Sum up the post about leaving marketing out of product development in two sentences.

Start of Reading passage

Associate Peter Hanschke is an Ottawa-based product management specialist. His post is part of our continuing series about the ecosystem necessary to bring technology to market. We welcome your comments.
I’ve seen this situation far too often.
The engineering team and product management decide on what the next revision of the product needs to be or, in a new product introduction case, what the new product will be. The development team goes through its process to define how to build the features or product and starts a large development cycle.
There is always a great deal of interaction between engineering and product management, but, sadly, marketing is left out. I’m not sure why; maybe they feel that marketing won’t “get it.” Instead, the development process winds through the last test phase without any input from the marketing team. When all the critical bugs are fixed the product is released. It is at this point that marketing gets the product information thrown over the wall with the unrealistic expectation that it will create an immediate miracle. And then everyone wonders why the press release, the collateral, the web site, and so forth are so late in coming.

End of Reading passage
Start of Recorded information

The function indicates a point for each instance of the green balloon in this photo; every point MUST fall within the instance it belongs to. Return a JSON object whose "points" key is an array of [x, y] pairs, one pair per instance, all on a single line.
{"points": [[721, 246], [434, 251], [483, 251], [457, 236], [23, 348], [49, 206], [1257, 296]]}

End of Recorded information

=== Complete answer ===
Engineering and product management decide what a new or revised product will be and work closely together while it is built, but marketing gets no say during development or testing. Only after the critical bugs are fixed and the product is released does marketing receive the product information, with unrealistic expectations of an instant miracle, and then everyone wonders why the press release, collateral, and website arrive so late.